[DATASET ENTRIES]:

★ ★ ★ ★ ★ ★ ★

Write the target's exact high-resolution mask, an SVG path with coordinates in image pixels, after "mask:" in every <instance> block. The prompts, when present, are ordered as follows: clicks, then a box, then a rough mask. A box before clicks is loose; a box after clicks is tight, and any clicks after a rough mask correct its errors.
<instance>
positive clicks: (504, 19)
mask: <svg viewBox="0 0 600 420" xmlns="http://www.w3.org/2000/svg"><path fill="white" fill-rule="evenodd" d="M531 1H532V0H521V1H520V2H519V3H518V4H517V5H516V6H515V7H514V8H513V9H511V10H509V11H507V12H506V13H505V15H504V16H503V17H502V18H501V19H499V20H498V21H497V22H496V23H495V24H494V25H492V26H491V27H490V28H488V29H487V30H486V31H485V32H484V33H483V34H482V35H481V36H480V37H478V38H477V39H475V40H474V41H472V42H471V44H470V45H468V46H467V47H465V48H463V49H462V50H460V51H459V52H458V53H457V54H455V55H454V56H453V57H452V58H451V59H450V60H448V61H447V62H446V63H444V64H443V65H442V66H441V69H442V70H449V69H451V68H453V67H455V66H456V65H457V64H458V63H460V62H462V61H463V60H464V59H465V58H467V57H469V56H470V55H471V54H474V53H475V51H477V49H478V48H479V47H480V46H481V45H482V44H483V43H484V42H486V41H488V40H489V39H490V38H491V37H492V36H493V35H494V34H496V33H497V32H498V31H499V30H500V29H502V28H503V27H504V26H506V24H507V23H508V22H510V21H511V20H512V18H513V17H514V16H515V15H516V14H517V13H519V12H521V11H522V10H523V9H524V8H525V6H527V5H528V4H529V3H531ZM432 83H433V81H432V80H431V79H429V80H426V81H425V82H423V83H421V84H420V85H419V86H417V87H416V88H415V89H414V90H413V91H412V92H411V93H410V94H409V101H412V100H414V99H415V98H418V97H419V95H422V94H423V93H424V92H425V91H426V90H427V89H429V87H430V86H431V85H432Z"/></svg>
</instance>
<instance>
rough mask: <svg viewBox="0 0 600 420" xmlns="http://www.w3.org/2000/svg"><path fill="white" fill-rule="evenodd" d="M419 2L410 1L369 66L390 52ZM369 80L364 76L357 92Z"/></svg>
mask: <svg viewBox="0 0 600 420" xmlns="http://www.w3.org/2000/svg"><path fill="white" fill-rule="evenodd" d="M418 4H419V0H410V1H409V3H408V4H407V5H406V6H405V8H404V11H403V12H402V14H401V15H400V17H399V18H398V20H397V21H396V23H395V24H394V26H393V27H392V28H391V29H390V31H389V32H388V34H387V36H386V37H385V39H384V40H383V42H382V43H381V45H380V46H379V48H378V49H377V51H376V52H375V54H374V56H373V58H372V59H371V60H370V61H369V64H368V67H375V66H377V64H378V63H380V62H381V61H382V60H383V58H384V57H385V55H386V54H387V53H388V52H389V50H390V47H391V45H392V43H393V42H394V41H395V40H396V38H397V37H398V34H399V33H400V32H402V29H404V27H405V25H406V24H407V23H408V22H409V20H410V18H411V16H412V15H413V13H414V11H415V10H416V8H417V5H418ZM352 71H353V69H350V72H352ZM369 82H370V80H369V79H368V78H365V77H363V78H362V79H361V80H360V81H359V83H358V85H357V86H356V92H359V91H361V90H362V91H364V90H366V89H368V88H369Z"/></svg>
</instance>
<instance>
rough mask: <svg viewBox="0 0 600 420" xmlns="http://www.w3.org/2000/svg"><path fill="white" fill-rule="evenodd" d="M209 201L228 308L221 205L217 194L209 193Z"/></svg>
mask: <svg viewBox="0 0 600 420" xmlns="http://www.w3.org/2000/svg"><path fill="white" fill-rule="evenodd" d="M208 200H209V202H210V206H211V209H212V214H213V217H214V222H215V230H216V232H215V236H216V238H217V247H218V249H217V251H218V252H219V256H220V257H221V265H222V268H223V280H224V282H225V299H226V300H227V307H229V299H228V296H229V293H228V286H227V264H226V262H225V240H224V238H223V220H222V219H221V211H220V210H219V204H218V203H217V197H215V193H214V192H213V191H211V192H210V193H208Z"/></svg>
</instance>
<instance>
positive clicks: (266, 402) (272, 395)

★ ★ ★ ★ ★ ★ ★

Please repeat every one of the records above word for word, changing nothing.

Write the target's exact high-resolution mask, an SVG path with coordinates in image pixels, after "mask:" in every <instance> block. The prompts, when present, are ordered as follows: clicks, then a box, then a rough mask. A box before clicks is loose; a box after clicks is tight, and any clicks after a rough mask correct its errors.
<instance>
positive clicks: (504, 19)
mask: <svg viewBox="0 0 600 420" xmlns="http://www.w3.org/2000/svg"><path fill="white" fill-rule="evenodd" d="M531 1H532V0H521V1H520V2H519V3H518V4H517V5H516V6H515V7H514V8H513V9H511V10H509V11H507V12H506V13H505V15H504V16H503V17H502V18H501V19H499V20H498V21H497V22H496V23H495V24H494V25H492V26H491V27H490V28H488V29H487V30H486V31H485V32H484V33H483V34H482V35H481V36H480V37H478V38H477V39H475V40H474V41H472V42H471V44H470V45H468V46H467V47H465V48H463V49H462V50H460V51H459V52H458V53H457V54H455V55H454V56H453V57H452V58H451V59H450V60H448V61H447V62H446V63H444V64H443V65H442V66H441V69H442V70H449V69H451V68H453V67H455V66H456V65H457V64H458V63H460V62H462V61H463V60H464V59H465V58H467V57H469V56H470V55H471V54H474V53H475V51H477V49H478V48H479V47H480V46H481V45H482V44H483V43H484V42H486V41H488V40H489V39H490V38H491V37H492V36H493V35H494V34H496V33H497V32H498V31H499V30H500V29H502V28H503V27H504V26H506V24H507V23H508V22H510V21H511V20H512V18H513V17H514V16H515V15H516V14H517V13H519V12H521V11H522V10H523V9H524V8H525V6H527V5H528V4H529V3H531ZM432 83H433V81H432V80H431V79H429V80H426V81H425V82H423V83H421V84H420V85H419V86H417V87H416V88H415V89H414V90H413V91H412V92H411V93H410V94H409V101H412V100H414V99H415V98H418V97H419V95H422V94H423V93H424V92H425V91H426V90H427V89H429V87H430V86H431V85H432Z"/></svg>
</instance>
<instance>
rough mask: <svg viewBox="0 0 600 420" xmlns="http://www.w3.org/2000/svg"><path fill="white" fill-rule="evenodd" d="M419 2L410 1L369 66L390 52ZM369 80L364 76L357 92Z"/></svg>
mask: <svg viewBox="0 0 600 420" xmlns="http://www.w3.org/2000/svg"><path fill="white" fill-rule="evenodd" d="M418 4H419V0H410V1H409V3H408V4H407V5H406V6H405V8H404V11H403V12H402V14H401V15H400V17H399V18H398V20H397V21H396V23H395V24H394V26H393V27H392V28H391V29H390V31H389V32H388V34H387V36H386V37H385V39H384V40H383V42H382V43H381V45H380V46H379V48H378V49H377V51H376V52H375V54H374V56H373V58H372V59H371V60H370V61H369V64H368V67H375V66H377V64H378V63H380V62H381V61H382V60H383V58H384V57H385V55H386V54H387V53H388V52H389V50H390V47H391V45H392V43H393V42H394V41H395V40H396V38H397V37H398V34H399V33H400V32H402V29H404V27H405V25H406V24H407V23H408V22H409V20H410V18H411V16H412V15H413V13H414V11H415V10H416V8H417V5H418ZM352 71H353V69H350V72H352ZM369 82H370V80H369V79H368V78H365V77H363V78H362V79H361V80H360V81H359V83H358V85H357V86H356V92H359V91H361V90H362V91H364V90H366V89H368V88H369Z"/></svg>
</instance>
<instance>
rough mask: <svg viewBox="0 0 600 420" xmlns="http://www.w3.org/2000/svg"><path fill="white" fill-rule="evenodd" d="M209 201L228 308L221 205L217 194L209 193Z"/></svg>
mask: <svg viewBox="0 0 600 420" xmlns="http://www.w3.org/2000/svg"><path fill="white" fill-rule="evenodd" d="M208 200H209V202H210V206H211V209H212V214H213V217H214V222H215V230H216V232H215V236H216V238H217V247H218V249H217V251H218V252H219V256H220V257H221V265H222V268H223V280H224V282H225V299H226V300H227V307H229V299H228V296H229V293H228V286H227V264H226V262H225V240H224V238H223V220H222V219H221V211H220V210H219V204H218V203H217V197H215V193H214V192H213V191H211V192H210V193H208Z"/></svg>
</instance>
<instance>
positive clicks: (266, 402) (272, 395)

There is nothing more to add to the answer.